*Testo del documento*.

25      Le situazioni menzionate al punto precedente della presente sentenza sono caratterizzate dal fatto che, pur essendo disciplinate da normative che in astratto rientrano nella competenza degli Stati membri, ossia quelle sul diritto di ingresso e di soggiorno dei cittadini di paesi terzi al di fuori dell’ambito di applicazione delle disposizioni del diritto derivato dell’Unione, che, a certe condizioni, prevedono il conferimento di un siffatto diritto, tali situazioni hanno però una relazione intrinseca con la libertà di circolazione e di soggiorno di un cittadino dell’Unione, la quale osta a che tale diritto di ingresso e di soggiorno venga rifiutato ai suddetti cittadini di paesi terzi nello Stato membro in cui risiede il cittadino dell’Unione in questione, affinché non venga lesa detta libertà (sentenza del 10 maggio 2017, Chavez-Vilchez e a., C‑133/15, EU:C:2017:354, punto 64 e giurisprudenza ivi citata).

26      Tuttavia, dalla giurisprudenza costante della Corte emerge anche che il rifiuto di concedere un diritto di soggiorno al cittadino di un paese terzo può mettere in discussione l’effetto utile della cittadinanza dell’Unione solo se tra tale cittadino di un paese terzo e il cittadino dell’Unione, suo familiare, esiste un rapporto di dipendenza tale da far sì che quest’ultimo sarebbe costretto a seguire il cittadino del paese terzo di cui trattasi e a lasciare il territorio dell’Unione, inteso globalmente [sentenza dell’8 maggio 2018, K.A. e a. (Ricongiungimento familiare in Belgio), C‑82/16, EU:C:2018:308, punto 52 e giurisprudenza ivi citata, e del 7 settembre 2022, Staatssecretaris van Justitie en Veiligheid (Natura del diritto di soggiorno ai sensi dell’articolo 20 TFUE), C‑624/20, EU:C:2022:639, punto 37 e giurisprudenza ivi citata].

*Esercizio assegnato 1*.
Nella sentenza sul diritto di soggiorno, quale rapporto deve esistere tra il cittadino di un paese terzo e il cittadino dell'Unione perché il rifiuto del soggiorno possa mettere in discussione l'effetto utile della cittadinanza dell'Unione?
*Esercizio assegnato 2*.
Prosegui la sentenza sul diritto di soggiorno dei familiari di cittadini dell'Unione, a partire dall'ultima frase riportata.
Il materiale che segue non ha alcun rapporto con il testo del documento.

*Materiale fornito*.
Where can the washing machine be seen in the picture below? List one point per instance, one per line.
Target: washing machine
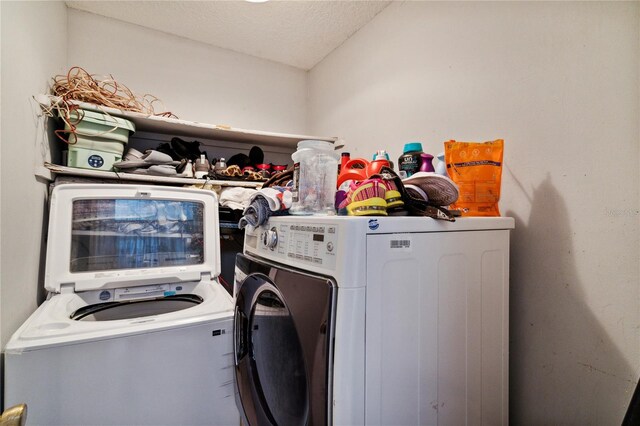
(376, 321)
(136, 328)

*Risultato esercizio 1*.
Deve esistere un rapporto di dipendenza tale che il cittadino dell'Unione sarebbe costretto a seguire il cittadino del paese terzo e a lasciare il territorio dell'Unione, inteso globalmente.

*Risultato esercizio 2*.
27      Dalla giurisprudenza della Corte emerge anche che, al pari del diniego o della perdita di un diritto di soggiorno nel territorio di uno Stato membro, un divieto d’ingresso nel territorio dell’Unione, imposto a un cittadino di un paese terzo, familiare di un cittadino dell’Unione, può condurre a privare tale cittadino dell’Unione del godimento effettivo del contenuto essenziale dei diritti conferiti dal suo status, qualora, a causa del rapporto di dipendenza esistente tra le persone di cui trattasi, tale divieto d’ingresso costringa, di fatto, il cittadino dell’Unione a lasciare il territorio dell’Unione, inteso globalmente, per seguire il proprio familiare, cittadino di un paese terzo oggetto del citato divieto [sentenza del 27 aprile 2023, M.D. (Divieto d’ingresso in Ungheria) C‑528/21, EU:C:2023:341, punto 60 e giurisprudenza ivi citata].

28      Ciò premesso, in una situazione come quella di cui trattasi nel procedimento principale, il diniego del diritto di soggiorno opposto al genitore, cittadino di un paese terzo, di un figlio minorenne, cittadino dell’Unione, non può condurre, contrariamente alle situazioni in esame nelle cause relative all’articolo 20 TFUE sulle quali la Corte si è già pronunciata, a far sì che tale minore sia costretto a seguire il genitore cittadino di un paese terzo e a lasciare il territorio dell’Unione, dal momento che, sin dalla nascita, egli vive in un paese terzo e non ha mai soggiornato nell’Unione.

29      Tuttavia, da un lato, sebbene la Corte abbia rilevato, nella giurisprudenza citata al punto 22 della presente sentenza, che il minore di cui trattavasi aveva sempre soggiornato nello Stato membro di cui possedeva la cittadinanza, tale precisazione mirava unicamente a sottolineare che il beneficio del diritto di soggiorno derivato discendente dall’articolo 20 TFUE non dipende dall’esercizio, da parte di tale minore, del suo diritto di libera circolazione e di soggiorno all’interno dell’Unione, bensì dalla sua cittadinanza dell’Unione, status di cui egli gode indipendentemente dall’esercizio di tale diritto, in virtù del mero possesso della cittadinanza di uno Stato membro.

30      D’altro lato, nell’ipotesi in cui sussista un legame di dipendenza tra un minore cittadino dell’Unione e il suo genitore cittadino di un paese terzo, negare il soggiorno di quest’ultimo nello Stato membro di cui tale minore possiede la cittadinanza può impedire a detto minore di soggiornare o di circolare nel territorio dell’Unione, in quanto sarebbe allora costretto a soggiornare in un paese terzo presso detto genitore.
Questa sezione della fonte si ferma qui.